Some winners and some losers, but vast majority of pensioners might ask ‘What happened?’

Us over 50s may feel overlooked on occasions but pensioners are at the very heart and soul of next week’s Budget. 

Controversial plans for changes to pensions including indexing, taper rates, assets tests and proposals to raid healthy superannuation balances have dominated the run-up to Tuesday night.

On Thursday the government unveiled its changes to the eligibility criteria for the pension which saw the better-off lose access to the part pension, and an increase in the pension for others.

In our pre-Budget survey, answered by a record 13,000 of you, an overwhelming majority or 74% rejected proposed changes to tighten the assets tests for pensions agreeing ‘these people are not necessarily well-off’.

Contrast that to last year, when we asked if a couple with a family home and $1 million in other assets should get a part-pension, and 71% of you said “no”.

On the plus side under the new government plan some 50,000 on low to middle-incomes, who were on the part-pension, will now be eligible for the full pension.

And those who don’t own their home will be allowed more assets before they lose access to the pension.

→ DIRECTIVE A
Rewrite the entries starting at the line that contains "322L385 324L383 320L377" and ending at the last line of the entries. Change "rough mask" to "approximate mask" and leave everything else as it is.
The text above has no connection to the entries that come next.

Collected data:

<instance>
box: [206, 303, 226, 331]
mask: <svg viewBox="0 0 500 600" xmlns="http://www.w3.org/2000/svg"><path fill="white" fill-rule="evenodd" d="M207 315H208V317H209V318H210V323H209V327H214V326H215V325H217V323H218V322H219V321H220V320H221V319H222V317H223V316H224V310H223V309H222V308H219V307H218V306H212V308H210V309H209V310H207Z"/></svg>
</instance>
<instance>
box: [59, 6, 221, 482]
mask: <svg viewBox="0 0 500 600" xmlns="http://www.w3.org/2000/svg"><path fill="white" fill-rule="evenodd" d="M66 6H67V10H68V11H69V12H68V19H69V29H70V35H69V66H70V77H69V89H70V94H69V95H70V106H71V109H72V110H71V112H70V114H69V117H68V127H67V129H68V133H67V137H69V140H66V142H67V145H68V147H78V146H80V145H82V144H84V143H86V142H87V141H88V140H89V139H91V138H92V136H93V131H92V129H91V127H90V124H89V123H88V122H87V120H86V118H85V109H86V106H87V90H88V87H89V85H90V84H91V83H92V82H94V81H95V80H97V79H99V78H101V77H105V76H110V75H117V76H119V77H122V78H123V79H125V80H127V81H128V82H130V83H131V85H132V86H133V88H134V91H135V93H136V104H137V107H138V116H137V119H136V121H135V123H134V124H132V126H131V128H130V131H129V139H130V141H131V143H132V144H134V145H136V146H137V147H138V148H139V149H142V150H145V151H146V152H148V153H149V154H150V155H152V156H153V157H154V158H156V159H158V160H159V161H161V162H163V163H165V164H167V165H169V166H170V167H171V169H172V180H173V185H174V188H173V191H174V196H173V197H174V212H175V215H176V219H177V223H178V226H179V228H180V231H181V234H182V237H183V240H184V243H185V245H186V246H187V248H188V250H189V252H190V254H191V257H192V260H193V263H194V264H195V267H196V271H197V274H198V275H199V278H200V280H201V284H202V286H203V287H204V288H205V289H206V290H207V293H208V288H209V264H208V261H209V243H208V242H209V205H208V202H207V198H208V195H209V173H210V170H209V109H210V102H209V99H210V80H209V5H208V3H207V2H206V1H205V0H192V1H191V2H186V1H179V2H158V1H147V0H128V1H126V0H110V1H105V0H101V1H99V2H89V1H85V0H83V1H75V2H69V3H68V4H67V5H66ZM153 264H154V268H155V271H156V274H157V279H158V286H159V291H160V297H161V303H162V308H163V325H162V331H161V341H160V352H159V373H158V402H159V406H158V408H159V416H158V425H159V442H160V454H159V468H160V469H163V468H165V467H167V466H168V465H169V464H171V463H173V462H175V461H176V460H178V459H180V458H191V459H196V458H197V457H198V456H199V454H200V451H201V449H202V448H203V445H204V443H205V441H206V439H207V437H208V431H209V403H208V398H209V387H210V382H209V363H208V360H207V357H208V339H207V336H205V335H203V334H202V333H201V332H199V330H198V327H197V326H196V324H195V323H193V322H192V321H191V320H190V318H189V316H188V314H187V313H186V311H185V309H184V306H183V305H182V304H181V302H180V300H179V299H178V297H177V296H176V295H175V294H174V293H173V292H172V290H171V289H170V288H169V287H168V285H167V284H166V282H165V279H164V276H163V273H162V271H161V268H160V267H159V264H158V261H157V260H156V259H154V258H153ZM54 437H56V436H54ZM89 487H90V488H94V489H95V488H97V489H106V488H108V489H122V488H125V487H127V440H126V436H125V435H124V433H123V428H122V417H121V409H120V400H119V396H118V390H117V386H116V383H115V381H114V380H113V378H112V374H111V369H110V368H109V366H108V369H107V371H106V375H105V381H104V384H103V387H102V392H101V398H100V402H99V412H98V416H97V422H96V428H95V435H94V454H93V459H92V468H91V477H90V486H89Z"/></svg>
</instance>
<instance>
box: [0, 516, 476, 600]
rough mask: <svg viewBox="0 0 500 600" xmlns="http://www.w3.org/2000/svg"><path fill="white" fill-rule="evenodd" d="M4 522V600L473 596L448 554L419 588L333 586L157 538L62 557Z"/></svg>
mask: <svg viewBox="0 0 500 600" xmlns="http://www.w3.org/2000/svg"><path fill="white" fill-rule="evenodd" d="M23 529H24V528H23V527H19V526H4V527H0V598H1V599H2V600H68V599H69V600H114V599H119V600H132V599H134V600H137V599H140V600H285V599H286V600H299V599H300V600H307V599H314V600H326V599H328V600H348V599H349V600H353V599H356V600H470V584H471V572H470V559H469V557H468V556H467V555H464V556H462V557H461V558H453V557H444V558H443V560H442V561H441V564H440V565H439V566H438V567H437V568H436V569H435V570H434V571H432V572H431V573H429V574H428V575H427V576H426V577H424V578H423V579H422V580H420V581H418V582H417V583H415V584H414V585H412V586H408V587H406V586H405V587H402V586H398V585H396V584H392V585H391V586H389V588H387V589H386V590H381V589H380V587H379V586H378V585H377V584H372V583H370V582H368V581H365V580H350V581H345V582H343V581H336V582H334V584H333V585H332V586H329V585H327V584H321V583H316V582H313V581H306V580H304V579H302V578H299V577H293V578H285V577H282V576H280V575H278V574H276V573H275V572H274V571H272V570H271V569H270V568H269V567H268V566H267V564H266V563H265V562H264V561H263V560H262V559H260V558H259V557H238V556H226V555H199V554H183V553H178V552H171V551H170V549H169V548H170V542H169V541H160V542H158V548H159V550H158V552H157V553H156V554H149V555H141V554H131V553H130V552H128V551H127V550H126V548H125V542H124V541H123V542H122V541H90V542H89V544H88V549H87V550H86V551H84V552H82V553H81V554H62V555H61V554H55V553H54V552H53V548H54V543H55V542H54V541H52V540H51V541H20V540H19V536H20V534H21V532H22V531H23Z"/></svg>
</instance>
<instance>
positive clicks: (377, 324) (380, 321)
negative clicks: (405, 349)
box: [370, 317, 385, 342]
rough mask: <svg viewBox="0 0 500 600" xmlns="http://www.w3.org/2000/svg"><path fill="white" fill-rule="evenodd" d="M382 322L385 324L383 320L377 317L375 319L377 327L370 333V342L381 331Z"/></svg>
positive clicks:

→ DIRECTIVE B
Repeat the whole text about pension changes in the Budget word for word.

→ EXPECTED ANSWER A
approximate mask: <svg viewBox="0 0 500 600" xmlns="http://www.w3.org/2000/svg"><path fill="white" fill-rule="evenodd" d="M382 322L385 324L383 320L377 317L375 319L377 327L370 333V342L381 331Z"/></svg>
positive clicks:

→ EXPECTED ANSWER B
Some winners and some losers, but vast majority of pensioners might ask ‘What happened?’

Us over 50s may feel overlooked on occasions but pensioners are at the very heart and soul of next week’s Budget. 

Controversial plans for changes to pensions including indexing, taper rates, assets tests and proposals to raid healthy superannuation balances have dominated the run-up to Tuesday night.

On Thursday the government unveiled its changes to the eligibility criteria for the pension which saw the better-off lose access to the part pension, and an increase in the pension for others.

In our pre-Budget survey, answered by a record 13,000 of you, an overwhelming majority or 74% rejected proposed changes to tighten the assets tests for pensions agreeing ‘these people are not necessarily well-off’.

Contrast that to last year, when we asked if a couple with a family home and $1 million in other assets should get a part-pension, and 71% of you said “no”.

On the plus side under the new government plan some 50,000 on low to middle-incomes, who were on the part-pension, will now be eligible for the full pension.

And those who don’t own their home will be allowed more assets before they lose access to the pension.